<<<<

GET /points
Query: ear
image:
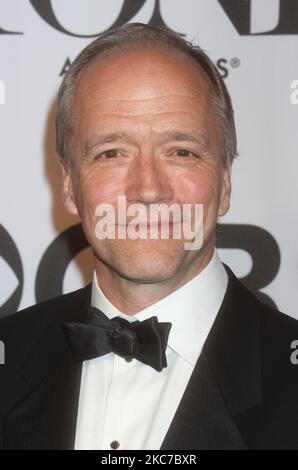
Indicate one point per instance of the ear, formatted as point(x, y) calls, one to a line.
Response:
point(224, 203)
point(67, 192)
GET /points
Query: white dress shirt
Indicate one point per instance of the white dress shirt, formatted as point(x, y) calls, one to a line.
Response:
point(130, 404)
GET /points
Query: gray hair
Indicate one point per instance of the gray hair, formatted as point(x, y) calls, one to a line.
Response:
point(136, 35)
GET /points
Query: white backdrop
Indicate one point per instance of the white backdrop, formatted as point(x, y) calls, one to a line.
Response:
point(255, 45)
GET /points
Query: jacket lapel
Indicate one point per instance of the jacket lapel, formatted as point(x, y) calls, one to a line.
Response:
point(226, 379)
point(44, 411)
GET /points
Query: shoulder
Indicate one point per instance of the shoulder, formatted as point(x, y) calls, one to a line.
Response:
point(277, 338)
point(20, 330)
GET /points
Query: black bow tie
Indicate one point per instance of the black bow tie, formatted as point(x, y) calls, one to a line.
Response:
point(98, 335)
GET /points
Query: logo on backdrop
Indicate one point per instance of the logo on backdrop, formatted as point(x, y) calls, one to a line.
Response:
point(257, 242)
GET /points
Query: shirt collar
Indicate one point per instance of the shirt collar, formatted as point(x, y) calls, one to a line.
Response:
point(191, 309)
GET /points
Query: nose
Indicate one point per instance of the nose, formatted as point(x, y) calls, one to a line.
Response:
point(148, 181)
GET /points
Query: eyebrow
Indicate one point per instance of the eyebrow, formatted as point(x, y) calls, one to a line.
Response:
point(101, 139)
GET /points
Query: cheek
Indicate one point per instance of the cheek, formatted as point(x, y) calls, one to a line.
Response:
point(98, 188)
point(200, 186)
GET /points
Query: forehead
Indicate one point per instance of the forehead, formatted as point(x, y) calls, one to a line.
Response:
point(142, 84)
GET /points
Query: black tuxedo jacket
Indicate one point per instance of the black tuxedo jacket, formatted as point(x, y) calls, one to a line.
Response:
point(242, 394)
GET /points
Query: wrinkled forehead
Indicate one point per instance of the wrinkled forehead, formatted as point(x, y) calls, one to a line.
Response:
point(144, 89)
point(135, 72)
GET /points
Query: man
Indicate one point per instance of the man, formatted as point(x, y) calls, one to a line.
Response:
point(166, 349)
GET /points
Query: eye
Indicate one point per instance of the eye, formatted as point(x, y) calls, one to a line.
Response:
point(108, 154)
point(184, 153)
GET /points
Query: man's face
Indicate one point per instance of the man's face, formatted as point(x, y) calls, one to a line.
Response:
point(145, 129)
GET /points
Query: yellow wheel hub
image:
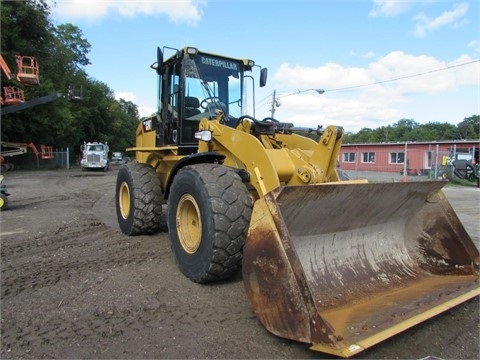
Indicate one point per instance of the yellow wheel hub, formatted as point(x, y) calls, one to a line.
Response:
point(124, 200)
point(189, 224)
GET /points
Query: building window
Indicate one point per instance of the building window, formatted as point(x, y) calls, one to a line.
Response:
point(368, 157)
point(348, 157)
point(397, 158)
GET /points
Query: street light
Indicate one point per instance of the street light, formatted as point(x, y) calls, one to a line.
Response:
point(276, 103)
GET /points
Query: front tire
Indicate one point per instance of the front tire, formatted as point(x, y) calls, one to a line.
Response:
point(209, 210)
point(138, 199)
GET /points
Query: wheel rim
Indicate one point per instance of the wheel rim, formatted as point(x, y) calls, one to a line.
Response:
point(124, 200)
point(189, 224)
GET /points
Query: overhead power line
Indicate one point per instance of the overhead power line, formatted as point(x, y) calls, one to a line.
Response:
point(405, 76)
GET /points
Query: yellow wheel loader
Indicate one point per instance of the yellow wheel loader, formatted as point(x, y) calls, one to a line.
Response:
point(339, 265)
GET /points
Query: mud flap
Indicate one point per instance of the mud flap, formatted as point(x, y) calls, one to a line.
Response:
point(343, 267)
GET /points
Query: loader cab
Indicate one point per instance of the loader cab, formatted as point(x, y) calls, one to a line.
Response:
point(193, 85)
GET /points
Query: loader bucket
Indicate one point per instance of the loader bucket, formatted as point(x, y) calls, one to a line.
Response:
point(343, 267)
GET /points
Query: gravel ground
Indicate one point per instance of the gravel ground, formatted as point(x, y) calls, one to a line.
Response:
point(73, 286)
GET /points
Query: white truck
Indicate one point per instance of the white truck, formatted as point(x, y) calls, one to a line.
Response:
point(94, 156)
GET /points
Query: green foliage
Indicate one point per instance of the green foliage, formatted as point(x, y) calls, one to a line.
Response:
point(62, 54)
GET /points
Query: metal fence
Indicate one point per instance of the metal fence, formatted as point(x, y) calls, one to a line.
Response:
point(62, 159)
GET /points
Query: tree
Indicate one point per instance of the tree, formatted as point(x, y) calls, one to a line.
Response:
point(469, 128)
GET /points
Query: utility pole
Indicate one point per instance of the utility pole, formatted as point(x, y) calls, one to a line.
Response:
point(272, 110)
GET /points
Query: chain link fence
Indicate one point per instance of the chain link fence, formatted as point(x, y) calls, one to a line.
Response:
point(62, 159)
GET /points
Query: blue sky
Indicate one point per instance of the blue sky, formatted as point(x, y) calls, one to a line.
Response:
point(378, 61)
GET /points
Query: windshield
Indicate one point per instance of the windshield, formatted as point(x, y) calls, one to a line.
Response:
point(95, 147)
point(216, 80)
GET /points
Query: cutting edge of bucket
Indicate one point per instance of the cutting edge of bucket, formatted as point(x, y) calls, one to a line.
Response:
point(359, 346)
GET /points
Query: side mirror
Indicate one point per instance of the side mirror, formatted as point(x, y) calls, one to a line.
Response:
point(263, 77)
point(159, 68)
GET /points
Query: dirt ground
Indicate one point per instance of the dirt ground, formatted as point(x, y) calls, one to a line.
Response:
point(73, 286)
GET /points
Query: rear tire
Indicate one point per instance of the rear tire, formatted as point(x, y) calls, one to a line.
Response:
point(209, 210)
point(138, 199)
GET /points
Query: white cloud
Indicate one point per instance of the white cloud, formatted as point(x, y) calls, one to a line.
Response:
point(178, 11)
point(125, 95)
point(389, 8)
point(454, 17)
point(390, 88)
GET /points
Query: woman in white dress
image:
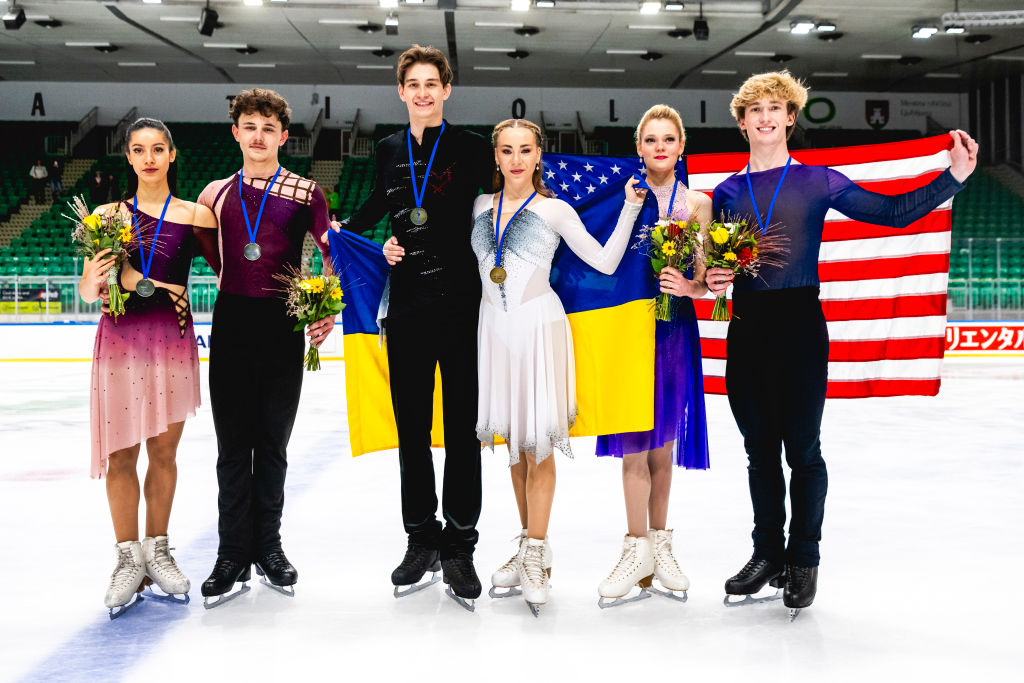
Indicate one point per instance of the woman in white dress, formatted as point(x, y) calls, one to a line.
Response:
point(527, 378)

>>>>

▸ What you will do
Without the pictures, write out the whole listing above exactly as it appears.

▸ Result of this task
GET /points
Query: ear
image:
Indicate one point per instance of the ear, formatted as point(x, y) calls, one to a line.
Response:
point(224, 203)
point(67, 192)
GET /points
Query: white dress shirt
Indicate one point per instance of the white dress shirt, formatted as point(x, y) calls, one to a line.
Response:
point(130, 404)
GET /points
Query: gray hair
Indicate one point per instance of the gray hair, formatted as point(x, y) calls, one to a line.
Response:
point(136, 35)
GET /points
Query: white backdrop
Indicate one point per instance of the white backdrop, formatted as point(x, y) calls, one to a line.
Response:
point(255, 45)
GET /points
Query: jacket lapel
Indicate one point per instance of the jacket lapel, formatted as point(x, y) calls, one to a line.
Response:
point(226, 379)
point(44, 411)
GET /points
Query: shoulder
Indicate one point per instance of the shoulder, formatted as point(x, y) calls, one to a line.
Response:
point(277, 338)
point(20, 330)
GET /points
Query: black bow tie
Indicate one point per instance of the black bow tie, formatted as point(x, y) calls, one to a line.
Response:
point(98, 335)
GET /points
Query: logo on backdrop
Indicate one point per instance of the logo on backdrop, formatted as point(x, y) calls, one to a line.
Response:
point(257, 242)
GET /points
Query: shirt collar
Indicate one point per instance of the shirt collar, formatted as point(x, y) calls, one to a line.
Response:
point(191, 309)
GET /points
Query: nose
Indicate one point per instance of the nose, formatted as point(x, y) calls, one to a line.
Response:
point(148, 181)
GET /points
Query: eyebrow
Indicate one point per instance of the eyebrow, formatted as point(x, y) calls, one to a line.
Response:
point(101, 139)
GET /points
Query: cheek
Indicate one point per instance of the cheek, formatted as point(x, y) calls, one to a line.
Response:
point(98, 188)
point(200, 186)
GET /points
Query: forehead
Indicate one point per instance of the forehead, formatted as point(x, y) calls, one to a line.
Response:
point(142, 84)
GET /points
Query: black tuxedo jacket
Indicate one point per instance of the black tuxedo jacket, formatted as point(x, y) calls, one to a line.
Response:
point(242, 394)
GET /points
Query: wrinkled forehead
Indicate one point per instance of the wrinkled forehead, formatted as point(x, y) calls, one to a line.
Response:
point(144, 89)
point(135, 72)
GET /points
Query: man
Indicate one point per instance of the man, formatted as point(x, y) calls, one to a line.
Response:
point(166, 349)
GET /points
Query: eye
Indicate one point per instance of the eye, formatted as point(x, y) calls, one to a line.
Response:
point(108, 154)
point(184, 153)
GET /points
Query: man's face
Indicate one point per instance of the man's face, formatted as point(x, y) calls, one to a line.
Response:
point(145, 129)
GET /points
Query: yellow wheel hub
image:
Indicate one point per instance of the yellow wheel hub, formatted as point(x, y) calls, one to a line.
Response:
point(124, 200)
point(189, 224)
GET /points
Query: building window
Indicate one point per instance of the building window, formatted as point(x, y) calls, one to a line.
Response:
point(368, 157)
point(348, 157)
point(397, 158)
GET /points
Query: street light
Indicate one point per instance of the street light, formatted as point(x, y) calls, one to a line.
Response:
point(276, 103)
GET /points
Query: front tire
Indicate one point per instance of the front tire, formatted as point(x, y) calls, one to a line.
Response:
point(209, 210)
point(138, 199)
GET /points
Query: wheel rim
Indicate one point per instance of the wheel rim, formatted as point(x, y) calls, one to a line.
Response:
point(124, 200)
point(189, 224)
GET /points
Query: overhead power line
Indicate one point per instance of the overhead power line, formatted as point(x, y) calls, one to a line.
Response:
point(405, 76)
GET /points
Query: yellow wheel loader
Indicate one point per instance of the yellow wheel loader, formatted as point(x, y) calls, one to a line.
Response:
point(339, 265)
GET /points
Query: mud flap
Indicate one point per instance of the mud flap, formatted as point(x, y) calls, one to a line.
Response:
point(343, 267)
GET /points
Query: loader cab
Indicate one point per instance of the loader cab, formatted as point(x, y) calls, one to a line.
Response:
point(193, 85)
GET /points
Query: loader bucket
Indicate one point per instance of the loader bucket, formatted as point(x, y) calls, one to a line.
Response:
point(343, 267)
GET /points
Query: gravel ground
Indicate one point per instance of the gravel ground, formatted as point(x, y) calls, one to a line.
Response:
point(73, 286)
GET /points
Query: white truck
Indicate one point per instance of the white truck, formatted as point(x, y) calls, one to a line.
Response:
point(94, 156)
GET /points
Query: green foliage
Indicate one point per instance of the green foliage, formatted as point(x, y) calls, one to a line.
Response:
point(62, 54)
GET /points
Query: metal fence
Indicate one point per instance of the metal fence, formatted as point(x, y) calls, one to a line.
Response:
point(62, 159)
GET /points
Query: tree
Indicate one point per instance of the tree, formatted as point(x, y) calls, one to a line.
Response:
point(469, 128)
GET /points
Query: utility pole
Indicate one point per instance of the utility pole, formatted as point(x, y) calls, one to a line.
Response:
point(272, 110)
GET /points
Query: chain link fence
Indicate one point per instance of the chain link fence, formatted as point(x, y) calls, one to a line.
Response:
point(62, 159)
GET /points
Query: blue sky
Indicate one point per instance of the blue sky, formatted as point(x, y) calls, one to a line.
Response:
point(378, 61)
GET /points
Query: windshield
Indicate one point per instance of the windshield, formatted as point(x, y) calls, one to a line.
Response:
point(95, 147)
point(216, 80)
GET /points
Query: cutting edge of bucket
Indicate one point per instance of the cutting edge of bucket, formatted as point(x, y) calls, one to a line.
Response:
point(359, 346)
GET /points
Query: side mirror
Indicate one point per instance of the side mirror, formatted as point(x, y) calls, one to a line.
Response:
point(263, 77)
point(159, 68)
GET /points
Query: dirt ground
Indicate one point per instance of the dirt ground, formatted as point(x, y) calls, one to a line.
Response:
point(73, 286)
GET /points
Query: rear tire
Indicate one point per instance of the rear tire, formatted as point(x, y) calls, one to a line.
Response:
point(209, 210)
point(138, 199)
GET /points
Query: white cloud
Indicate one point per instance of the white cloud, formatted as point(x, y) calls, one to a line.
Response:
point(178, 11)
point(125, 95)
point(389, 8)
point(454, 17)
point(390, 88)
GET /points
Query: woman in white dress
image:
Indicate one point per instance of the woman in white dress, formatted as point(x, y) calls, one to a line.
Response:
point(527, 378)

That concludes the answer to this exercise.